**Passage provided**
* start *
Laman

Free Ads

We are open for free advertisement , if you want contact me on fothesky@yahoo.com .Thanks .

Regards

Administrator

Friday, April 29, 2011

U.S. Navy Wants Modular Ship Construction


Shipbuilders that want to obtain or retain U.S. Navy work should look to the Littoral Combat Ship (LCS) program for inspiration, Navy Secretary Ray Mabus says.
“You have to build with open architecture,” Mabus told a group of defense writers in Washington on April 27. “You have to build modular ships like the LCS, so you don’t have to change the hull when technology changes.”
To make that strategy successful, Mabus acknowledges, the Navy also has to change its shipbuilding ways. “We owe the industry more stable designs,” he says, adding the service can no longer design as it builds. “We owe them more mature technologies.”
When technology does change, the Navy must hold off until the next ship design or next block of ships instead of insisting the contractors shoehorn the enhancements on the vessels under construction, according to Mabus. Finally, he says, the Navy owes contractors transparency about the number of ships it wants and the money it plans to pay for them.
* end *
**Recorded information**
* start *
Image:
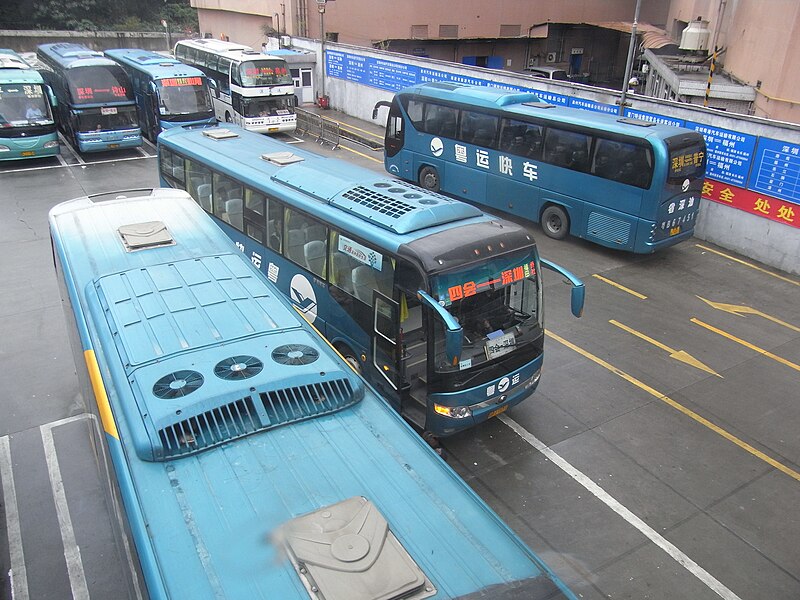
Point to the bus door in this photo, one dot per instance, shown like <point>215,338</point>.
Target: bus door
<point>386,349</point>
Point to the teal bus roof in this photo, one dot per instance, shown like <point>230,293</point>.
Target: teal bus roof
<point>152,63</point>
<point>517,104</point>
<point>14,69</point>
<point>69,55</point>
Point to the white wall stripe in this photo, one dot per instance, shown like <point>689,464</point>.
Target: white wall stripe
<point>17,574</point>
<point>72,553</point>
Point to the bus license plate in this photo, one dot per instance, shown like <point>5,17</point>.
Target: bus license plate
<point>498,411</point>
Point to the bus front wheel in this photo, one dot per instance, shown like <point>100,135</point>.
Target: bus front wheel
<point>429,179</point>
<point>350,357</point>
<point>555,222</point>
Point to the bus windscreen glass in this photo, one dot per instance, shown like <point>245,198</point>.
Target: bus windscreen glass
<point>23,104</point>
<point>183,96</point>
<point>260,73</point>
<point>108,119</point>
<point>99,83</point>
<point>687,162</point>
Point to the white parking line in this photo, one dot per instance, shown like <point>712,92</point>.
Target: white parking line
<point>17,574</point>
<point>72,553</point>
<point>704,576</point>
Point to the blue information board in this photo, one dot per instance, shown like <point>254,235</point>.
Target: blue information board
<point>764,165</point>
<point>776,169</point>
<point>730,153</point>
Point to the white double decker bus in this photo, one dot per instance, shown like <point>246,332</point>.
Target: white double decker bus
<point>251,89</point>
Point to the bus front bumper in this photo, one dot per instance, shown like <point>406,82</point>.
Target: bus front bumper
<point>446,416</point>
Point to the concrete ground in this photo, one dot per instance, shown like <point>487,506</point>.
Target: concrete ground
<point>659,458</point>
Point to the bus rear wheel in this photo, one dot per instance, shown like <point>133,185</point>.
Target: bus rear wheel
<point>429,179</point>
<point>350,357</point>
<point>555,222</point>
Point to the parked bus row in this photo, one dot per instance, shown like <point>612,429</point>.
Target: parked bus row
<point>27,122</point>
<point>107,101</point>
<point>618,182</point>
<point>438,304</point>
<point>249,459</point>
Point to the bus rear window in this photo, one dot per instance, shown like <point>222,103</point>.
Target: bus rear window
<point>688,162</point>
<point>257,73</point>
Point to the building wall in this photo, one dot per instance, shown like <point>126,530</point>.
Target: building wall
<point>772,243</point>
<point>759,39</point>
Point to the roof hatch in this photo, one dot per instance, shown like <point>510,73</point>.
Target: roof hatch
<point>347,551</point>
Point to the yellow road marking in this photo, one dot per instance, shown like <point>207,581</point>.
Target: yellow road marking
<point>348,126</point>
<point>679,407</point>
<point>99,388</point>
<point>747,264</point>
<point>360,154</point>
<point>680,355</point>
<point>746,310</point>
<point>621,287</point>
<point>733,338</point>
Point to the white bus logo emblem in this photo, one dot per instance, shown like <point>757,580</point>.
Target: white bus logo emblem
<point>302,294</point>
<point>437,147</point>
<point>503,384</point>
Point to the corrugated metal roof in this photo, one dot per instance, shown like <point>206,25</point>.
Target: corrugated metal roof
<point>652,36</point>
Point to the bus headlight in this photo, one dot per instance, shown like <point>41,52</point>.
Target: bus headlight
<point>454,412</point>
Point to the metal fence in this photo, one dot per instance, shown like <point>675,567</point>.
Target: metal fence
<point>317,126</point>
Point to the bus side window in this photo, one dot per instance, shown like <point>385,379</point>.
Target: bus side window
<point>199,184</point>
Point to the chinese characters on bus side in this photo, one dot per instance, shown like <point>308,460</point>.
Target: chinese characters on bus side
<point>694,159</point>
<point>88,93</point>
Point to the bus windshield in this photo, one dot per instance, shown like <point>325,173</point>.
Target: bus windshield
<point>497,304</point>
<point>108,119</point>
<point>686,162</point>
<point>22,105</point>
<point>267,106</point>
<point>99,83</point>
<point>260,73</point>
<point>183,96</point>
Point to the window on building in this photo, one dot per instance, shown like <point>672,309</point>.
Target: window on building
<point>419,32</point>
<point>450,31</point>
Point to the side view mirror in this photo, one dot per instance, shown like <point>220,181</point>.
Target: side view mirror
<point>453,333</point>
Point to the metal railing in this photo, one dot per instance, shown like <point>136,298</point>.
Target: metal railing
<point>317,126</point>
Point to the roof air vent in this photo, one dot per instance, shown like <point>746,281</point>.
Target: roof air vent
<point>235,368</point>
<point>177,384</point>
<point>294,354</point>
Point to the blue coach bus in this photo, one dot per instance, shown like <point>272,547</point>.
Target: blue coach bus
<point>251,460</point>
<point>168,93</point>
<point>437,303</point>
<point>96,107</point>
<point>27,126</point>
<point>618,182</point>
* end *
* start *
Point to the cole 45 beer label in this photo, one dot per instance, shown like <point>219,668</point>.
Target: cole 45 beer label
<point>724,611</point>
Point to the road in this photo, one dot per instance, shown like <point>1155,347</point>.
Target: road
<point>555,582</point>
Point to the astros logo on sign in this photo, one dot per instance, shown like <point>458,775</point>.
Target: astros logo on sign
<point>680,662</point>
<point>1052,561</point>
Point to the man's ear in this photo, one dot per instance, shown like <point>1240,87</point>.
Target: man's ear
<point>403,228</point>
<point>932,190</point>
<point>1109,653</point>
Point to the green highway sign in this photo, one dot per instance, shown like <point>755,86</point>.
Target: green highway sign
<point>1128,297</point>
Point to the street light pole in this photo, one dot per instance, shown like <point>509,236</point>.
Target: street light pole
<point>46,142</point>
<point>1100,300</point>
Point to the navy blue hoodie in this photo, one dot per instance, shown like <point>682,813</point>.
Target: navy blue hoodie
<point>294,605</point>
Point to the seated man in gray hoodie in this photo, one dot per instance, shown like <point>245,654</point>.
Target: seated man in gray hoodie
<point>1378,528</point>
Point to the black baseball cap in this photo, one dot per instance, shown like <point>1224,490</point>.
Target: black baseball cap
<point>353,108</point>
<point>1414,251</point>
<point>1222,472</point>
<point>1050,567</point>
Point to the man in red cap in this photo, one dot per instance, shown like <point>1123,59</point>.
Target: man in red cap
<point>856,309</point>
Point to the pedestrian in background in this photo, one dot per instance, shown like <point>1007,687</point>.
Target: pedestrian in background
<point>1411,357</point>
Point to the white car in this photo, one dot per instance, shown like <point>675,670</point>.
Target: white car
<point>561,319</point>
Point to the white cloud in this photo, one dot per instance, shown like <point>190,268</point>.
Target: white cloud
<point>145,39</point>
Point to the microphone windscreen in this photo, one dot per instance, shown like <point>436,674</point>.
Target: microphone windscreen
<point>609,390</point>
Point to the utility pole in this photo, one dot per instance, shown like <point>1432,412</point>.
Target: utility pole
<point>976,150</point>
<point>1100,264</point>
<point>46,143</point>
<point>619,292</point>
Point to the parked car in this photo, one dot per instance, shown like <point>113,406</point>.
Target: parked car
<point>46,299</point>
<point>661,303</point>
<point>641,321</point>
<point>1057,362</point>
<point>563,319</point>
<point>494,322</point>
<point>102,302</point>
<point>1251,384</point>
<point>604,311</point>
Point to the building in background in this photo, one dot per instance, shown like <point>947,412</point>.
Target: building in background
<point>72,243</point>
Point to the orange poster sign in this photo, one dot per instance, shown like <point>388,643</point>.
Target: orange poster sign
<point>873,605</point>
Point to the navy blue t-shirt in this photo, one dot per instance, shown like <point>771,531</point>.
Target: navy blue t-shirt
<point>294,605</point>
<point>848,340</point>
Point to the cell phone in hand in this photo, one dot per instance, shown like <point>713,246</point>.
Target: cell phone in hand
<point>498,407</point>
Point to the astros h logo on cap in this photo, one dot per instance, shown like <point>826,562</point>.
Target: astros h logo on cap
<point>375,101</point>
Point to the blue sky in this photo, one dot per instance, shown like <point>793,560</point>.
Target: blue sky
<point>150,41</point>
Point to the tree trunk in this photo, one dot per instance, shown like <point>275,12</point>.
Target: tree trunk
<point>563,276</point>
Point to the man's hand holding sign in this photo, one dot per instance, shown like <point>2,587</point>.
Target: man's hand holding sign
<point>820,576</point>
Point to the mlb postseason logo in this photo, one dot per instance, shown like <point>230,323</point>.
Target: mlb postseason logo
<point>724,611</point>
* end *
**Tasks to perform**
1 > List everything that Mabus says, in the Navy shipbuilding article, the Navy owes the industry or contractors.
2 > Duplicate the rows between the line holding "Point to the yellow" and the line holding "<point>199,184</point>", inclusive.

**The results**
1 >
- More stable designs
- More mature technologies
- Transparency about the number of ships it wants and the money it plans to pay for them

2 >
Point to the yellow road marking in this photo, one dot per instance, shown like <point>207,581</point>.
Target: yellow road marking
<point>348,126</point>
<point>679,407</point>
<point>99,388</point>
<point>747,264</point>
<point>360,154</point>
<point>680,355</point>
<point>746,310</point>
<point>621,287</point>
<point>733,338</point>
Point to the white bus logo emblem in this photo, one dot per instance, shown like <point>757,580</point>.
Target: white bus logo emblem
<point>302,294</point>
<point>437,147</point>
<point>503,384</point>
Point to the corrugated metal roof in this photo, one dot per instance, shown like <point>206,25</point>.
Target: corrugated metal roof
<point>652,36</point>
Point to the bus headlight in this photo, one dot per instance, shown like <point>41,52</point>.
Target: bus headlight
<point>454,412</point>
Point to the metal fence in this photo, one dot per instance, shown like <point>675,567</point>.
Target: metal fence
<point>317,126</point>
Point to the bus side window in this photo, one dot per instance, shown like <point>385,379</point>.
Target: bus side window
<point>199,184</point>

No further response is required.